● **Short task**
Switch every "image" to "photo" in everything from the start of the material down to the line containing "[125,111,577,347]", and return those lines otherwise unchanged. Leave the pictures out.

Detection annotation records
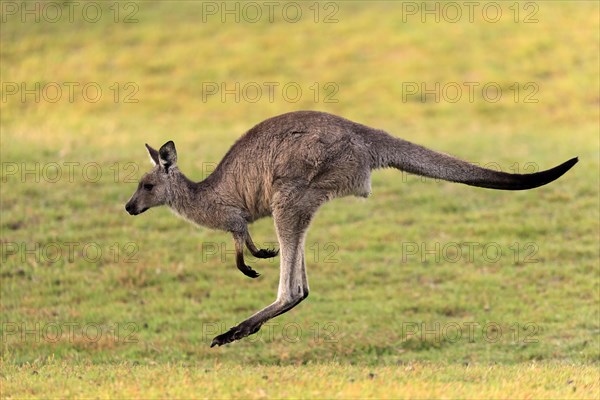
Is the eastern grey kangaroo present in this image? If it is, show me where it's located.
[125,111,578,347]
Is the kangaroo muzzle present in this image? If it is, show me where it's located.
[125,201,148,215]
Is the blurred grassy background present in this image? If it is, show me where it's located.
[0,1,600,374]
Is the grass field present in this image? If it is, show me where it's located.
[0,1,600,398]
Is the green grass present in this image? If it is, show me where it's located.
[0,1,600,398]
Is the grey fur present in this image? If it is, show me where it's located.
[125,111,577,347]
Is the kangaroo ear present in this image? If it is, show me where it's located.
[146,143,158,165]
[158,140,177,171]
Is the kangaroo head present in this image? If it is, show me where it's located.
[125,141,181,215]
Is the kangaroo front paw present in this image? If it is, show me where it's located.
[237,264,260,278]
[210,322,260,347]
[253,249,279,258]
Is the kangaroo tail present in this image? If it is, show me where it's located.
[363,131,578,190]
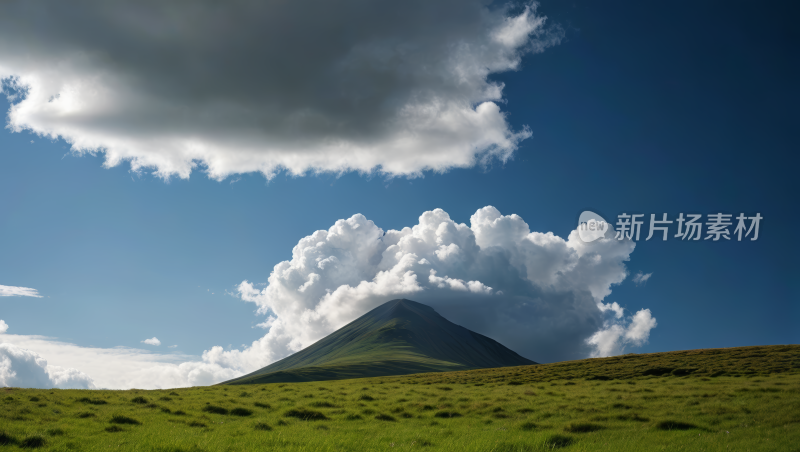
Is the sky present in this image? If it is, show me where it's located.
[0,0,800,388]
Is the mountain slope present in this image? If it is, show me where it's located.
[224,300,536,384]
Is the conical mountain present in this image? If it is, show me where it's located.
[225,299,536,384]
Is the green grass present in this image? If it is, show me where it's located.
[0,346,800,452]
[226,300,535,385]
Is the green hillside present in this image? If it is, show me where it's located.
[0,345,800,452]
[226,300,536,384]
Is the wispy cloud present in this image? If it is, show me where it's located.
[633,272,653,286]
[0,285,42,298]
[142,336,161,347]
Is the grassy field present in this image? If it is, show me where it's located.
[0,346,800,452]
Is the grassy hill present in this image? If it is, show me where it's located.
[0,345,800,452]
[225,300,535,384]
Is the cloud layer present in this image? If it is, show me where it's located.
[233,206,655,368]
[0,285,42,298]
[0,206,657,388]
[0,0,562,179]
[0,343,95,389]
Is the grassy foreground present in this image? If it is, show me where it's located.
[0,346,800,452]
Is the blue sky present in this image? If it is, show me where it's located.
[0,1,800,388]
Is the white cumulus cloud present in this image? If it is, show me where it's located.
[0,206,657,388]
[0,285,42,298]
[0,0,563,179]
[586,303,657,357]
[231,207,655,368]
[142,336,161,347]
[0,343,95,389]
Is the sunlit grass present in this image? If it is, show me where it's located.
[0,346,800,452]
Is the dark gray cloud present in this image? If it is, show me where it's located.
[0,0,561,178]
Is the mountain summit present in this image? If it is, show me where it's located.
[224,299,536,384]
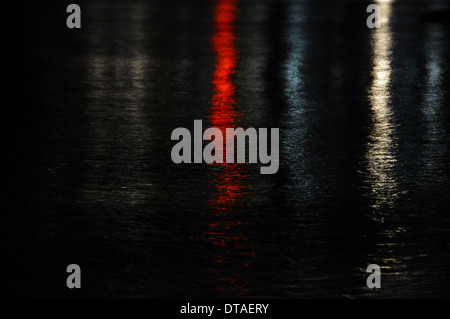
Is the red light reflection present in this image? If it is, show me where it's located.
[205,0,254,294]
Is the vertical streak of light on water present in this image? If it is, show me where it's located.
[282,2,312,200]
[365,1,397,216]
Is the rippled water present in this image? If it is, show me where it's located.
[7,0,450,298]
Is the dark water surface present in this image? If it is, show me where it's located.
[8,0,450,298]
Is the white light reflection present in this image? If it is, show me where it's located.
[366,1,397,215]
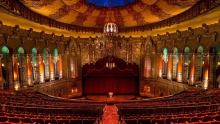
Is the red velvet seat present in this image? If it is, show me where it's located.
[124,119,137,124]
[195,122,211,124]
[83,120,95,124]
[215,115,220,121]
[70,119,82,124]
[202,116,215,122]
[138,118,151,124]
[20,118,33,123]
[31,118,44,124]
[44,119,57,124]
[0,116,8,122]
[151,118,165,124]
[211,121,220,124]
[178,117,191,123]
[8,117,20,123]
[165,118,178,124]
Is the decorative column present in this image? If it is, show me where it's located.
[177,53,183,82]
[0,54,3,90]
[26,54,33,86]
[59,54,63,79]
[202,53,210,89]
[12,54,20,90]
[38,54,45,83]
[158,54,163,78]
[49,55,54,81]
[167,53,173,80]
[189,53,195,85]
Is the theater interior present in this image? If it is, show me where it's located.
[0,0,220,124]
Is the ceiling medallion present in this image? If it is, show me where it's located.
[103,22,118,37]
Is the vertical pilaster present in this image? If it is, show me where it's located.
[12,54,20,90]
[167,53,173,80]
[158,54,163,78]
[59,54,63,79]
[202,53,210,89]
[177,53,183,82]
[189,53,195,85]
[26,54,33,86]
[38,54,45,83]
[49,54,54,81]
[0,54,3,90]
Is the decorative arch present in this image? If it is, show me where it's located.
[53,48,60,77]
[195,46,204,81]
[43,48,50,79]
[82,56,139,94]
[0,45,13,89]
[18,46,27,87]
[162,47,168,76]
[183,46,190,82]
[172,47,179,79]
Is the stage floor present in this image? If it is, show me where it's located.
[86,95,135,101]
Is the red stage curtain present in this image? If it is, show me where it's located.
[83,57,139,95]
[84,77,138,94]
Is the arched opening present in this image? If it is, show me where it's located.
[212,45,220,88]
[43,48,50,81]
[183,47,190,83]
[53,49,60,79]
[1,46,14,90]
[162,48,168,77]
[31,48,38,83]
[18,47,24,87]
[82,56,139,95]
[195,46,204,82]
[172,47,179,80]
[144,44,151,78]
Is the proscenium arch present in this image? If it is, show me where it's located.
[53,48,59,76]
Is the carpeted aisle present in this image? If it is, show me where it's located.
[102,105,118,124]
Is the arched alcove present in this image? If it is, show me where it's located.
[31,48,38,82]
[162,48,168,77]
[172,47,178,80]
[183,47,190,83]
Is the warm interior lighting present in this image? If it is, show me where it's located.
[103,23,118,36]
[105,56,115,69]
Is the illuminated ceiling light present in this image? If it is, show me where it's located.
[103,22,118,37]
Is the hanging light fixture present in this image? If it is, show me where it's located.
[103,22,118,37]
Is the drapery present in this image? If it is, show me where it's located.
[83,56,139,95]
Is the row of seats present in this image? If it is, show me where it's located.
[0,116,98,124]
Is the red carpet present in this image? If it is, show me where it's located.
[102,105,118,124]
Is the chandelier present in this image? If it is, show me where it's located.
[103,22,118,37]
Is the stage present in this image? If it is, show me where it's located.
[86,95,136,101]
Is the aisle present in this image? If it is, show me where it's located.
[102,105,118,124]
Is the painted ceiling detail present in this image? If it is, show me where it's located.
[20,0,200,28]
[86,0,134,7]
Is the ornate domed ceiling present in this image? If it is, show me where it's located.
[86,0,134,7]
[20,0,199,28]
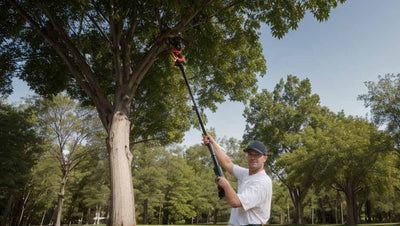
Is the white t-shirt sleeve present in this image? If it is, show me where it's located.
[233,165,249,181]
[238,181,267,211]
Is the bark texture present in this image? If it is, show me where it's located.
[107,112,136,226]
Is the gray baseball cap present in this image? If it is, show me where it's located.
[243,141,267,155]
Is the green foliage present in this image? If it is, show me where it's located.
[358,74,400,153]
[0,99,40,190]
[0,0,344,143]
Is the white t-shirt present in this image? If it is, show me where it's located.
[229,165,272,226]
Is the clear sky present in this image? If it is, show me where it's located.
[9,0,400,147]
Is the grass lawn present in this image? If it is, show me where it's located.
[64,223,400,226]
[64,222,400,226]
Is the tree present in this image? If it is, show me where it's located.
[31,95,101,226]
[0,0,344,225]
[26,150,61,225]
[132,144,168,224]
[358,74,400,156]
[0,99,42,225]
[308,113,391,224]
[244,75,328,224]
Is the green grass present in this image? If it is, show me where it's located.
[65,223,400,226]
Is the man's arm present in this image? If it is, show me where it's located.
[217,177,242,208]
[203,135,233,175]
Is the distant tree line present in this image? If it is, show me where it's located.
[0,75,400,225]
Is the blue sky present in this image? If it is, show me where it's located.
[183,0,400,146]
[9,0,400,146]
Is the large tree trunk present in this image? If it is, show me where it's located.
[345,183,357,225]
[107,112,136,226]
[40,210,47,226]
[289,187,304,224]
[143,199,149,224]
[55,173,67,226]
[1,193,14,226]
[365,200,372,223]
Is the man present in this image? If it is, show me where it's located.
[203,135,272,226]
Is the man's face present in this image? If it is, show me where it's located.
[247,150,268,172]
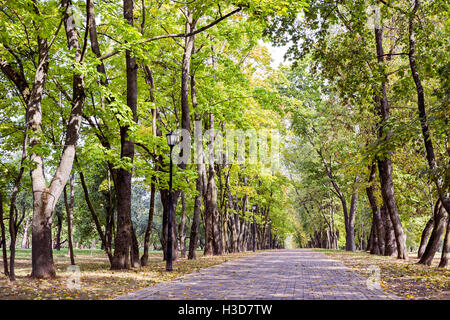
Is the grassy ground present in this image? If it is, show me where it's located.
[315,249,450,300]
[0,249,255,300]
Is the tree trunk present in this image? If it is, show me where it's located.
[141,179,156,266]
[54,212,62,251]
[130,223,141,268]
[380,205,397,256]
[188,75,206,259]
[345,177,359,252]
[64,174,75,266]
[20,219,31,249]
[439,213,450,268]
[111,0,138,270]
[178,191,186,258]
[417,216,437,259]
[418,200,447,266]
[0,192,9,277]
[375,27,408,260]
[366,163,385,255]
[160,189,180,261]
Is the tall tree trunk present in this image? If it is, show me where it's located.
[380,204,397,256]
[64,174,75,266]
[188,75,206,259]
[27,0,85,278]
[408,0,450,218]
[418,200,447,266]
[77,166,114,264]
[366,163,385,255]
[417,216,437,259]
[20,219,31,249]
[130,223,141,268]
[54,212,62,251]
[0,192,9,277]
[375,26,408,260]
[111,0,139,270]
[439,213,450,268]
[141,179,156,266]
[178,191,186,258]
[345,176,359,252]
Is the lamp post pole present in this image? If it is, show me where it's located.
[252,204,256,252]
[166,146,173,271]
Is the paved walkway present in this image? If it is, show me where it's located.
[117,249,398,300]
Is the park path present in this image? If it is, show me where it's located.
[116,249,398,300]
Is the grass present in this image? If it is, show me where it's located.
[0,249,251,300]
[315,249,450,300]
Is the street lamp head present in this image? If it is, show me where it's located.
[166,131,178,147]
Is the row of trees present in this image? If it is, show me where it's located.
[268,0,450,267]
[0,0,304,280]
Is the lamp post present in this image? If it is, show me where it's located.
[166,131,178,271]
[269,219,272,249]
[252,204,257,252]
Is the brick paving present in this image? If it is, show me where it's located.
[116,249,399,300]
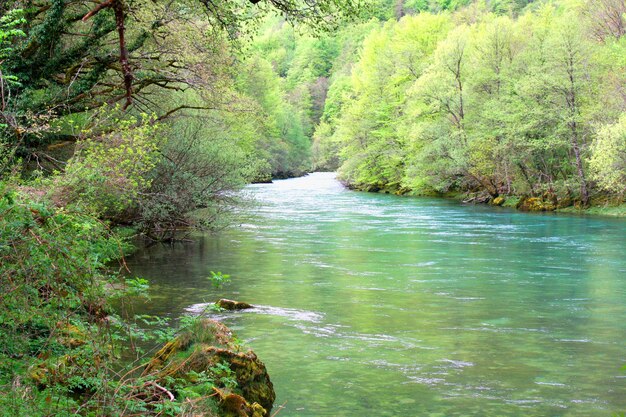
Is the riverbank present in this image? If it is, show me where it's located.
[128,173,626,417]
[341,181,626,217]
[0,183,274,417]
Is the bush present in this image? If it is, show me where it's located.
[138,118,260,240]
[52,115,162,223]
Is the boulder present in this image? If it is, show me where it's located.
[215,298,254,310]
[517,197,556,211]
[143,319,276,417]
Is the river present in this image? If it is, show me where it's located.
[128,173,626,417]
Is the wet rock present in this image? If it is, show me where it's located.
[517,197,556,211]
[214,388,267,417]
[143,319,276,417]
[215,298,254,310]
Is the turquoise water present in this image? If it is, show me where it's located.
[128,173,626,417]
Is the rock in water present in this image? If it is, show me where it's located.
[143,318,276,417]
[215,298,254,310]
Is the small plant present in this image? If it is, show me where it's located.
[208,271,230,288]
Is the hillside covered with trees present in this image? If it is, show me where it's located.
[0,0,626,416]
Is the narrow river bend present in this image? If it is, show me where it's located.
[128,173,626,417]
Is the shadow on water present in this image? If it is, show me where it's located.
[128,173,626,416]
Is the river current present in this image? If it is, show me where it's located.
[128,173,626,417]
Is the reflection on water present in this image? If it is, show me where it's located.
[129,173,626,417]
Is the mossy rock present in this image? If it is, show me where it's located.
[215,298,254,310]
[517,197,556,211]
[143,319,276,417]
[214,388,268,417]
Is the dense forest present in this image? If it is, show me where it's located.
[0,0,626,416]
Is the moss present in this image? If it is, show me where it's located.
[558,203,626,217]
[215,298,253,310]
[502,196,520,208]
[143,319,276,417]
[517,197,556,211]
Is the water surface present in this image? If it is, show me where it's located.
[128,173,626,417]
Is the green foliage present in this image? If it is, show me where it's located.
[590,115,626,195]
[209,271,230,288]
[313,2,626,205]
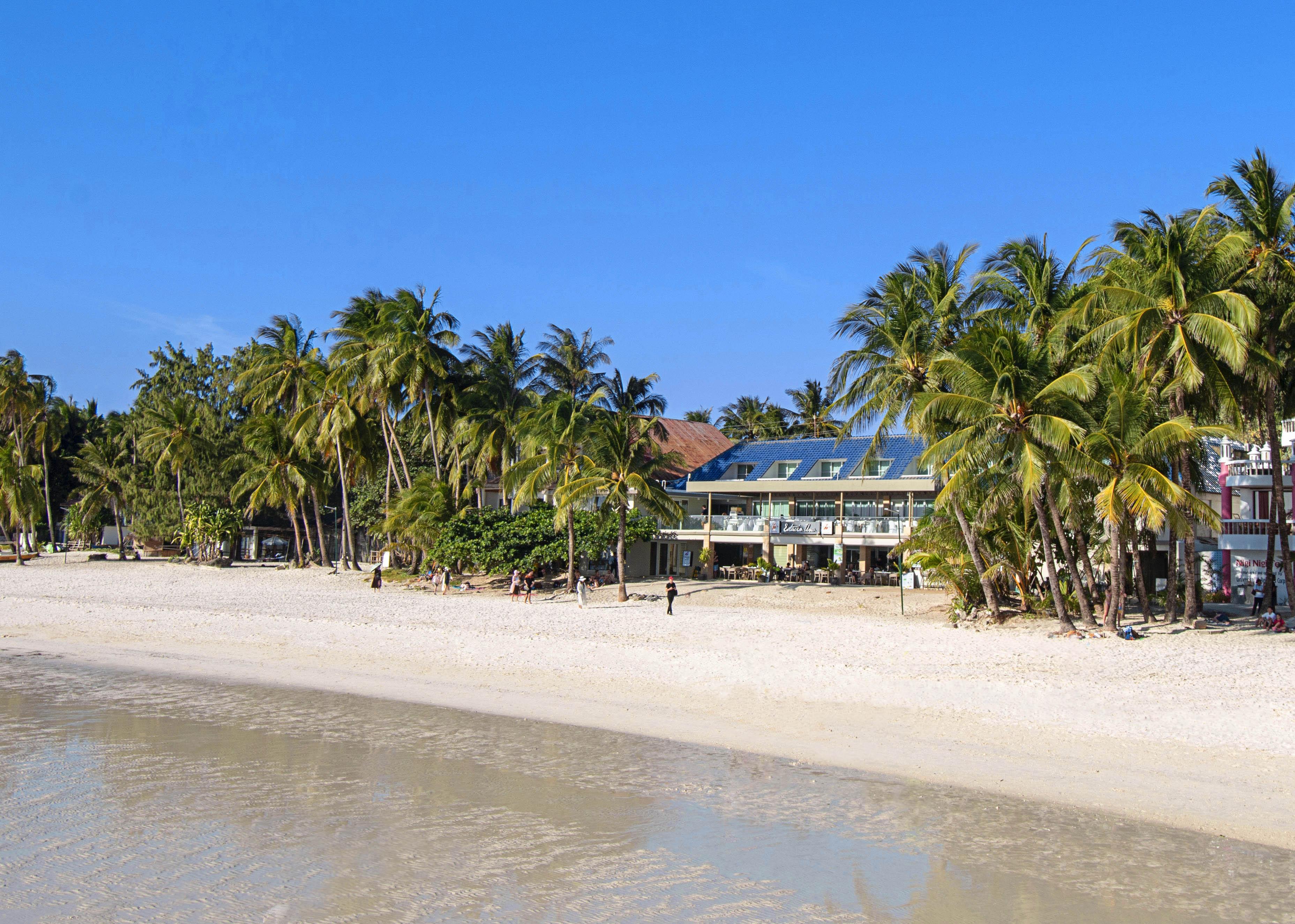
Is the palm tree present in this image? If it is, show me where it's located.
[227,415,320,568]
[1084,207,1259,621]
[73,437,131,559]
[1076,367,1234,628]
[717,395,787,441]
[236,315,333,566]
[567,410,682,603]
[140,398,214,523]
[980,234,1094,343]
[1206,148,1295,611]
[914,325,1097,630]
[0,350,39,552]
[460,321,542,505]
[500,389,606,594]
[540,324,615,401]
[378,285,458,478]
[0,439,40,565]
[787,378,840,439]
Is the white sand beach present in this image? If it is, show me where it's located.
[0,555,1295,849]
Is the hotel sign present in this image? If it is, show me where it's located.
[769,520,831,535]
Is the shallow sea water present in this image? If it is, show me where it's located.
[0,649,1295,924]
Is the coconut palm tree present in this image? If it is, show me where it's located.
[567,410,682,603]
[236,315,333,568]
[140,398,215,523]
[460,321,542,505]
[539,324,615,401]
[378,285,458,478]
[0,438,40,565]
[717,395,787,441]
[227,413,321,568]
[787,378,840,438]
[73,437,131,559]
[1073,367,1235,628]
[914,324,1097,630]
[500,389,606,594]
[1083,207,1259,621]
[1206,148,1295,611]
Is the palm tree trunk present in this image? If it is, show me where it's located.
[113,498,126,561]
[1264,381,1295,612]
[293,498,315,564]
[311,485,333,568]
[424,401,440,481]
[949,499,1002,622]
[382,408,413,487]
[1039,478,1097,626]
[333,434,360,570]
[1032,491,1075,631]
[1129,530,1154,623]
[1075,526,1097,606]
[1178,450,1196,619]
[616,504,629,603]
[567,507,575,594]
[284,504,302,568]
[1164,523,1178,622]
[40,441,55,544]
[1102,517,1124,630]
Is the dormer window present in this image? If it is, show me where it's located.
[864,459,895,478]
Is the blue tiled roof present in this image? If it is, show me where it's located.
[688,434,926,481]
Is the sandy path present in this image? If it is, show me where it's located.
[0,559,1295,848]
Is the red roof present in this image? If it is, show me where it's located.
[660,417,733,478]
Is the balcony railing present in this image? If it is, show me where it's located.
[1228,459,1293,478]
[1222,520,1268,535]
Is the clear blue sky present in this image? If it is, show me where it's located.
[0,2,1295,413]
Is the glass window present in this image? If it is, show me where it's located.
[864,459,895,478]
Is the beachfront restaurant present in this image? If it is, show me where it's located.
[652,434,936,583]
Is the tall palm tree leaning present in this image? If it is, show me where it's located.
[1206,148,1295,606]
[458,321,541,507]
[140,398,214,525]
[914,324,1097,630]
[236,315,333,568]
[558,410,682,603]
[1075,367,1234,630]
[1084,207,1272,622]
[227,415,319,568]
[500,389,605,594]
[787,378,840,439]
[830,244,1000,619]
[73,437,131,559]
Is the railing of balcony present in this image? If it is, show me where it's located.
[1228,459,1293,478]
[1222,520,1268,535]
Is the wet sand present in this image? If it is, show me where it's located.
[0,652,1295,924]
[0,559,1295,848]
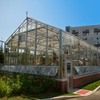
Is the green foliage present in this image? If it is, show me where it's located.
[0,72,59,97]
[0,47,4,63]
[82,80,100,90]
[0,79,7,97]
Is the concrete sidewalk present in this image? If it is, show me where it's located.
[41,86,100,100]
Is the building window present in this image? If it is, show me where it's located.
[83,29,89,33]
[94,32,98,35]
[18,34,25,42]
[94,28,100,31]
[72,30,78,33]
[83,33,89,36]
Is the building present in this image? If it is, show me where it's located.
[66,25,100,48]
[2,17,100,92]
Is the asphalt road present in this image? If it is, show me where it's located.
[65,89,100,100]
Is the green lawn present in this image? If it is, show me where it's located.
[0,92,75,100]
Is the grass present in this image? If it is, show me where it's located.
[0,80,100,100]
[0,92,75,100]
[82,80,100,91]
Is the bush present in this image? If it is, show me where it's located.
[0,79,7,97]
[0,72,59,96]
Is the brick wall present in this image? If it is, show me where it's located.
[73,73,100,88]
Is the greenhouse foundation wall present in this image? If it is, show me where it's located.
[73,72,100,88]
[57,79,67,92]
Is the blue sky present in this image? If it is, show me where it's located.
[0,0,100,41]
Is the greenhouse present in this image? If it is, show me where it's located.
[2,17,100,91]
[3,17,100,77]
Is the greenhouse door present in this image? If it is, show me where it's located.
[66,61,72,91]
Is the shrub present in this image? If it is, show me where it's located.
[0,80,7,97]
[0,72,59,96]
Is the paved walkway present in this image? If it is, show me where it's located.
[48,86,100,100]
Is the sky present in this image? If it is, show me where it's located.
[0,0,100,41]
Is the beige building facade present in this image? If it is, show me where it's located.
[66,25,100,48]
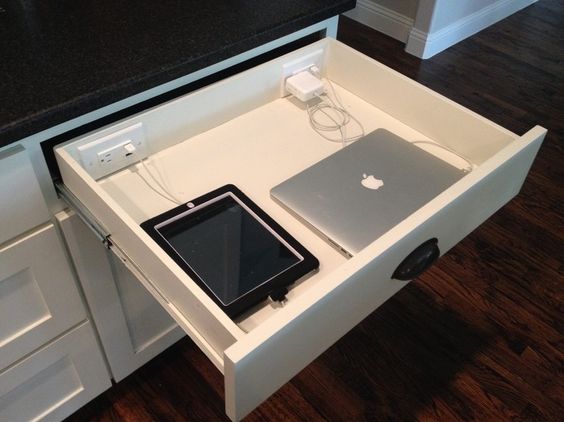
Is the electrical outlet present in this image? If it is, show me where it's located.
[77,123,147,179]
[280,48,325,97]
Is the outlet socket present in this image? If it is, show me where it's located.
[280,48,325,97]
[77,123,147,179]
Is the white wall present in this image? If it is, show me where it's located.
[345,0,418,42]
[347,0,537,59]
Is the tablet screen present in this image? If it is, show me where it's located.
[155,193,303,305]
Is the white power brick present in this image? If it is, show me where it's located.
[286,70,325,103]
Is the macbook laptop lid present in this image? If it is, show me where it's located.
[270,129,466,255]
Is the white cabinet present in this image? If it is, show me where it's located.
[0,224,86,369]
[0,145,110,421]
[0,145,49,244]
[56,211,185,381]
[0,322,111,422]
[56,39,546,419]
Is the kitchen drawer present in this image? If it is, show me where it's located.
[0,145,50,244]
[55,211,184,382]
[56,39,546,419]
[0,322,111,422]
[0,224,86,370]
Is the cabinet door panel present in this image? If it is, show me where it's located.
[0,224,86,368]
[0,146,49,244]
[0,322,111,422]
[56,212,184,381]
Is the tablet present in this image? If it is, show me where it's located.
[141,185,319,318]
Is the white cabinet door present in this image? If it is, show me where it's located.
[0,322,111,422]
[56,211,185,381]
[0,145,50,244]
[0,224,86,369]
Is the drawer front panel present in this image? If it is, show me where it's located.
[0,323,111,422]
[0,224,86,369]
[0,146,49,244]
[224,128,545,420]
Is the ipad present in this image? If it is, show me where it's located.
[141,185,319,318]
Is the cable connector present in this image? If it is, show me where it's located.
[286,70,325,103]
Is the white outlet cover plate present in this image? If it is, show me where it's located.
[77,122,147,180]
[280,48,325,97]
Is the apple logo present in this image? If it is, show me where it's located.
[360,173,384,190]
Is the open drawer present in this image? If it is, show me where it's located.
[56,39,546,419]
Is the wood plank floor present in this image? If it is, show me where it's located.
[69,0,564,421]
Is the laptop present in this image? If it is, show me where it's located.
[270,129,467,256]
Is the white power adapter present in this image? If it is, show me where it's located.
[286,70,325,103]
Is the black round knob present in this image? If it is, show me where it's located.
[392,238,441,281]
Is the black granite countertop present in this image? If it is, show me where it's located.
[0,0,355,147]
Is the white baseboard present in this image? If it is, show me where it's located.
[408,0,537,59]
[345,0,413,42]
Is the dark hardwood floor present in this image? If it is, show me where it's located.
[70,0,564,421]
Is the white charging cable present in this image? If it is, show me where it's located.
[137,158,184,205]
[286,66,364,147]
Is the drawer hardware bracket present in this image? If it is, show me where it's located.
[392,237,441,281]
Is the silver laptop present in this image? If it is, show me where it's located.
[270,129,466,256]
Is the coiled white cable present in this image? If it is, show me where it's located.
[137,158,184,205]
[306,79,364,147]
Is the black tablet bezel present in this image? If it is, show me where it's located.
[141,184,319,318]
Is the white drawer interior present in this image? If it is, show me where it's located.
[57,39,544,417]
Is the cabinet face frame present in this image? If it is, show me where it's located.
[56,39,546,419]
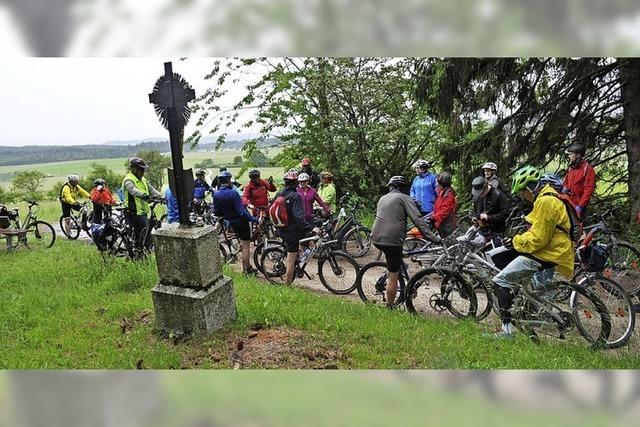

● **Task result**
Is the eastern grey kangaroo present in this photo? If it is, show me where it's located.
[125,111,578,347]
Is the kangaroo muzzle present in this photo? If it is, show me where it's located.
[125,201,148,215]
Is the blurred grassy background present in this photo? If it is, show me where it's located.
[0,1,600,374]
Is the grass field present in this photo? If it is, show me where it's located.
[0,1,600,398]
Is the green grass present in this photo? If it is, show me where it's located.
[0,1,600,398]
Is the grey fur present in this photo? If it is, show me where it's located.
[125,111,577,347]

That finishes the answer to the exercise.